▶ **Directions**
Could you pick out and copy every line in the entries below that contains the string "trim"? Case counts when matching.

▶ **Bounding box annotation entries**
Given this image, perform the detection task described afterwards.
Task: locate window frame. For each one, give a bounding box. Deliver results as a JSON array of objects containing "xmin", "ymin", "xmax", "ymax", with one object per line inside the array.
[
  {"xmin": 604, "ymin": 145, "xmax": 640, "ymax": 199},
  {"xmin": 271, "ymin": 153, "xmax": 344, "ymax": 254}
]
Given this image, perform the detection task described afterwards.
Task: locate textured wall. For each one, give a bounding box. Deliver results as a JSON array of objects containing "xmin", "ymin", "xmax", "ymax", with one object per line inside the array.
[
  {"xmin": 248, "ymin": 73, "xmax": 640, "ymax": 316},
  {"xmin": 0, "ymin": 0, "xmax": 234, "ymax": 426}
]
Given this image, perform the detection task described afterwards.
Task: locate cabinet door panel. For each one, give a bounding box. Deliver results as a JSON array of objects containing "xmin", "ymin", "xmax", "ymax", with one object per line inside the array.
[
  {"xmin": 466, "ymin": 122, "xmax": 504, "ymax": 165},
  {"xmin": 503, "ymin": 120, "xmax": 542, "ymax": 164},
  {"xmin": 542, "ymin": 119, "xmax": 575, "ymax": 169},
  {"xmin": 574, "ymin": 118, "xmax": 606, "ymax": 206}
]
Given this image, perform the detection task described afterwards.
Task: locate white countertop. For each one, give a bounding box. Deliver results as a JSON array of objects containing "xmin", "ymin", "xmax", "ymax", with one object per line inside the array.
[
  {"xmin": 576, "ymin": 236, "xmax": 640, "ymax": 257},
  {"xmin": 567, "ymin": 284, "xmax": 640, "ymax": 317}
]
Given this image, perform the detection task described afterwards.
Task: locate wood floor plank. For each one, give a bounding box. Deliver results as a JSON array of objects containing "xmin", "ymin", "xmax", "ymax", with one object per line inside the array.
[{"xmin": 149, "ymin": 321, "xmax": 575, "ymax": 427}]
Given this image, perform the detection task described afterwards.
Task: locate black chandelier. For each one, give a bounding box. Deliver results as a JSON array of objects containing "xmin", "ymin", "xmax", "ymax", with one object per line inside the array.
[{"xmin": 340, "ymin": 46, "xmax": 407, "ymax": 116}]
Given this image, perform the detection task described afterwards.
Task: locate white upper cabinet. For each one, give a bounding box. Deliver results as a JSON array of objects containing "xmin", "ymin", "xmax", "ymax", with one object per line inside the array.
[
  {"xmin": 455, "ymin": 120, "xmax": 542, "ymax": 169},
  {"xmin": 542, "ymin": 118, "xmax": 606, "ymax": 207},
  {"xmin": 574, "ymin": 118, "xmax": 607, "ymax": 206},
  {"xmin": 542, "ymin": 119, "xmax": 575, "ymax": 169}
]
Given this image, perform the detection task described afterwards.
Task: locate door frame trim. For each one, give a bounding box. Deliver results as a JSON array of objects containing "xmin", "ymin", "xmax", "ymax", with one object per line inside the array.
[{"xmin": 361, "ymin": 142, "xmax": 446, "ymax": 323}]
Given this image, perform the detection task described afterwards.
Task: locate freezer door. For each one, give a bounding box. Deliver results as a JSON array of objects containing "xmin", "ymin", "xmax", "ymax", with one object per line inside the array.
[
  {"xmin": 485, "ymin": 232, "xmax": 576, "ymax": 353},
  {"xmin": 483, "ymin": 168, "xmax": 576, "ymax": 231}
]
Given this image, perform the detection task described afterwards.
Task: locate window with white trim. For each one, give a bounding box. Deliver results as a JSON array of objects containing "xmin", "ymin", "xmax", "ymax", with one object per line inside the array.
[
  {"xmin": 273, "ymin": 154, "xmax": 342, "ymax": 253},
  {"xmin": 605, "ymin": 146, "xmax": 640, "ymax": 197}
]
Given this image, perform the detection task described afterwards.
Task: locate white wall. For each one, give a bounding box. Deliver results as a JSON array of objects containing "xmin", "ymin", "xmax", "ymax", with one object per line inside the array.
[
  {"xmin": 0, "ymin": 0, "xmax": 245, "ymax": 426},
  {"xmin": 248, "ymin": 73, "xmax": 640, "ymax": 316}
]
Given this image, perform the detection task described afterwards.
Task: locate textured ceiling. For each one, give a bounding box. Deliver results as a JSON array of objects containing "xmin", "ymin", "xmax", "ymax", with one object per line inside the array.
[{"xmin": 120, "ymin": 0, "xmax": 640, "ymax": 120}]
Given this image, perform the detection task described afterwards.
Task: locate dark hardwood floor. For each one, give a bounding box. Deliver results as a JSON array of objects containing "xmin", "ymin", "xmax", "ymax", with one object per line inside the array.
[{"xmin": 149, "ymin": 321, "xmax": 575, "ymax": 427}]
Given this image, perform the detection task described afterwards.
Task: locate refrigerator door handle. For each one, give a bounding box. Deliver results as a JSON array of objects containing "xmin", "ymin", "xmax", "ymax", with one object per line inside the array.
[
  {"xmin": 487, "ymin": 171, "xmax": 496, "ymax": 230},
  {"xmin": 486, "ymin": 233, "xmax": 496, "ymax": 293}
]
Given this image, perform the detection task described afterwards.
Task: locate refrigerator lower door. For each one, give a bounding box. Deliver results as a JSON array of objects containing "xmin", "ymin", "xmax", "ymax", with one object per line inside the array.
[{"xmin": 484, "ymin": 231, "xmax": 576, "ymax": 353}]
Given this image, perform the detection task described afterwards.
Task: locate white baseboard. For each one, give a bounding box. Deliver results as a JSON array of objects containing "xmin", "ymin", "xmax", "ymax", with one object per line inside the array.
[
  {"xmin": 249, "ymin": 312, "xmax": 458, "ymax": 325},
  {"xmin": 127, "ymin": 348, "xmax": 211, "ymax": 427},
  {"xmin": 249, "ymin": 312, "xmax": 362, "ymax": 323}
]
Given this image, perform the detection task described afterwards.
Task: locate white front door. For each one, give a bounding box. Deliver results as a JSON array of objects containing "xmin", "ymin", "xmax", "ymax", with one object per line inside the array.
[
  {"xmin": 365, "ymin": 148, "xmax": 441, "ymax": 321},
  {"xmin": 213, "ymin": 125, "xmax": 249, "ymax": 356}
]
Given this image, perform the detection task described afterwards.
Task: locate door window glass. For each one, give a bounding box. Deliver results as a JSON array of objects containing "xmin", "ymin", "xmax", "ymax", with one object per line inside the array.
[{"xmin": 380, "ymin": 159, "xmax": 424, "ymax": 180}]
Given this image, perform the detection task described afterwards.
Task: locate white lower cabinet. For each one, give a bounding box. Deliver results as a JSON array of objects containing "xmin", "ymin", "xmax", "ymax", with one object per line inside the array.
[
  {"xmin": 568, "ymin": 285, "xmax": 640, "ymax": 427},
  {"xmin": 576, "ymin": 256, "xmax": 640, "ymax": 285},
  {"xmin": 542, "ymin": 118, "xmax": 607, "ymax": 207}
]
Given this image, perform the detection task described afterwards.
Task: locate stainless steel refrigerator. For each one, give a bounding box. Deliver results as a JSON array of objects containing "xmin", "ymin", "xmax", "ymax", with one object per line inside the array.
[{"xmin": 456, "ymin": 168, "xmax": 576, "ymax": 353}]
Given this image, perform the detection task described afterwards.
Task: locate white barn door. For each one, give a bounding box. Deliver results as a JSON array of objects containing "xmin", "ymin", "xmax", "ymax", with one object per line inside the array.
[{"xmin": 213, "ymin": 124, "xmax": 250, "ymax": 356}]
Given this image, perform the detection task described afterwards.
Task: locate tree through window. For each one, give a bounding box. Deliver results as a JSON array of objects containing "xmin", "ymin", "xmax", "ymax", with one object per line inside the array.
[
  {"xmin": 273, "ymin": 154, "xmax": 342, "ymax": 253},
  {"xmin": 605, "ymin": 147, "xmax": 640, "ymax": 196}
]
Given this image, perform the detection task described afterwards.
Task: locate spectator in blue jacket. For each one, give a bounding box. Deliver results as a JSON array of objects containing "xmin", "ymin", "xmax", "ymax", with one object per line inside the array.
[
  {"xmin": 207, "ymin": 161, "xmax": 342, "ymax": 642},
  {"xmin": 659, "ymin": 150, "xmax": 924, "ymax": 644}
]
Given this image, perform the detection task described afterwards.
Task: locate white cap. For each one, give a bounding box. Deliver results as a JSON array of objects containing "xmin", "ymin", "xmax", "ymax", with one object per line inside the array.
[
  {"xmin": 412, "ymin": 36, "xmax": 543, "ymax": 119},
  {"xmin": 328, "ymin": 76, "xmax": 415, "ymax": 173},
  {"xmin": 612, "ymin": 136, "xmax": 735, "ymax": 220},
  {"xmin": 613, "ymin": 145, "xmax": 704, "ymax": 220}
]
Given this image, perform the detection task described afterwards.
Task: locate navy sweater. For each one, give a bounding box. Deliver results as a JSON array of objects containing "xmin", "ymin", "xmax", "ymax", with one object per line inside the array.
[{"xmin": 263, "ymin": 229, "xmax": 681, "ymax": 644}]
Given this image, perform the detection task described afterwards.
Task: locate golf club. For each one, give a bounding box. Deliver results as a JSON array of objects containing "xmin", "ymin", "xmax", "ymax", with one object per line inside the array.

▶ **Task response**
Task: locate door frame trim. For each one, give a bounding box. Deliver results as a JSON array of objects containing "xmin", "ymin", "xmax", "ymax", with one object per line inside the array.
Task: locate window with white trim. For each one, give a bounding box. Deliver results as a JSON array of objects containing "xmin", "ymin", "xmax", "ymax", with one object per line inside the array.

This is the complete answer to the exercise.